━━━━━ Given text ━━━━━
Rose, 23, United States: “We met on chueca.com, an online personals website. We dated seriously for almost a year, but were on and off. I would tell foreign gay women in Spain to use an online personal website because it is hard to find lesbians, even in Chueca, Madrid.”
When the dating game begins
Now that you’ve met that someone, what comes next? Usually a text message, according to our expat panel.
Tara, 20, United States: “We met at a party and exchanged numbers but I thought it was just in a friendly way. Then I got a text the next day that said something like, ‘No se porque pero lo único que me acuerdo de ayer es que me quede con las ganas de conocer mejor a cierta chica‘. So that made it clear he was interested romantically. As I was attracted to him, I went with it. Then we hung out after school a few times, and then he took me out on a very nice kind of elaborate date.”
━━━━━ Record extracts ━━━━━
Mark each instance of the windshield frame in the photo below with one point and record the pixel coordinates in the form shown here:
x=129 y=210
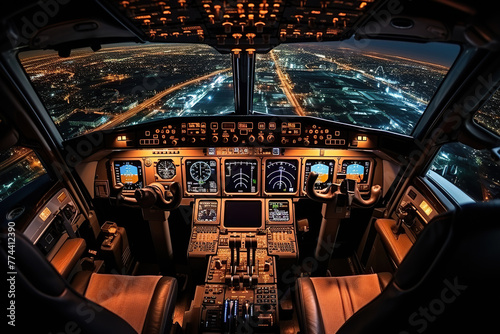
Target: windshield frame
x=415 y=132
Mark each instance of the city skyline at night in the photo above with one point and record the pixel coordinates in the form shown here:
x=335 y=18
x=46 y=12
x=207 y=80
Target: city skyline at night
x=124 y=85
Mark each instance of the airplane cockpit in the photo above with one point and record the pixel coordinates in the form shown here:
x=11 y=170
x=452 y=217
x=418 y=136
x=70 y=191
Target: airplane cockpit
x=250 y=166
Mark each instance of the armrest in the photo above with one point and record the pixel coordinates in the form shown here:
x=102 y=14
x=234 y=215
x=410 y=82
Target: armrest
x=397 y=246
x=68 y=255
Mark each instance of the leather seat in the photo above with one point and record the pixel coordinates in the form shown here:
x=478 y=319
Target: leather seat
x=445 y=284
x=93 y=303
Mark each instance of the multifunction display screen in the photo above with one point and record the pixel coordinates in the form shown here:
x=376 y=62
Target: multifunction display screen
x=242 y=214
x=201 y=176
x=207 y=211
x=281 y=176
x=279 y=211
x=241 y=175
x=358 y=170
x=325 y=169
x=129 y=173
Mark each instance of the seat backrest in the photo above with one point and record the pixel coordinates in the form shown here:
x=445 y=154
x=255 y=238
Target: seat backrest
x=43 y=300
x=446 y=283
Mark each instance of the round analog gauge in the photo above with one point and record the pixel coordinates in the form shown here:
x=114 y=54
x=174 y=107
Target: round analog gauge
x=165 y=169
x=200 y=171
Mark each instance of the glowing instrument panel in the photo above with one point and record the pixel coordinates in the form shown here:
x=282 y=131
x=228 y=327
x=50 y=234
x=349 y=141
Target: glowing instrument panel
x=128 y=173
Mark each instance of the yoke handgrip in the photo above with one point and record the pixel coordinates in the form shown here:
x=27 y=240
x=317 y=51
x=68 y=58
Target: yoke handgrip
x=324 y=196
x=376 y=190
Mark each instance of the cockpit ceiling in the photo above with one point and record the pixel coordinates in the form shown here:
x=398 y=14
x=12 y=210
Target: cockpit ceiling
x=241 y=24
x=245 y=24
━━━━━
━━━━━ Record extracts ━━━━━
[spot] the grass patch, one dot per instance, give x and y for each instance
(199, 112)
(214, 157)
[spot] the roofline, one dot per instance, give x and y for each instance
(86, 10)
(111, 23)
━━━━━
Instructions:
A) Summarize the text on expat dating in Spain in two sentences.
B) Using the text on expat dating in Spain, answer these questions:
(i) On which website did Rose meet the person she dated?
(ii) According to the expat panel, what usually comes next once you've met someone?
(iii) Where did Tara first meet the man she dated?
C) Go on with the text on expat dating in Spain from the point where it stops.

Expected outputs:
A) Rose, 23, from the United States, met a partner on the online personals website chueca.com and dated seriously for almost a year, on and off, and she recommends such sites to foreign gay women in Spain because lesbians are hard to find even in Chueca, Madrid. After meeting someone, the usual next step is a text message, as with Tara, 20, whose next-day text from a man she met at a party showed his romantic interest and led to time together after school and then a very nice, elaborate date.

B)
(i) chueca.com
(ii) A text message
(iii) At a party

C)
Amy: “After some time, I looked at my Facebook and saw that he wrote me a message saying something like ‘Hola Amy, Como te va la vida? Que desde que me vine a Alcalá no he vuelto saber nada de ti‘. I didn’t reply because I thought it would only complicate things. I was leaving the country soon, for good, and I didn’t want to have to say goodbye again. But he got on messenger and we started talking. Next thing I knew, I was on a train to Alcalá to see him again.”
How is dating in Spain different?
Perhaps all these sound familiar. After all, it’s the same dating game everywhere, isn’t it? Maybe not. The panel shared their thoughts on the differences between Spaniards and people from their hometowns.
Tara: “I felt that our gender roles were very defined and that he appreciated me as a very feminine thing whereas here (United States), everything seems so much more equal. In Spain, I felt like it was separate but equal (though I guess some people would say there is no such thing). Still, I liked that.”
Mike: “The importance of communication is crucial when dating a Spanish girl. By that I mean you have to constantly verbalise all feelings and thoughts as well as must be in constant contact with them. For example, I had to contact her (email, phone call) a minimum of three times every day, not with any urgent news but just to keep her happy. It seemed to me she needed more ‘communication’ and attention than any other girl I’ve dated.”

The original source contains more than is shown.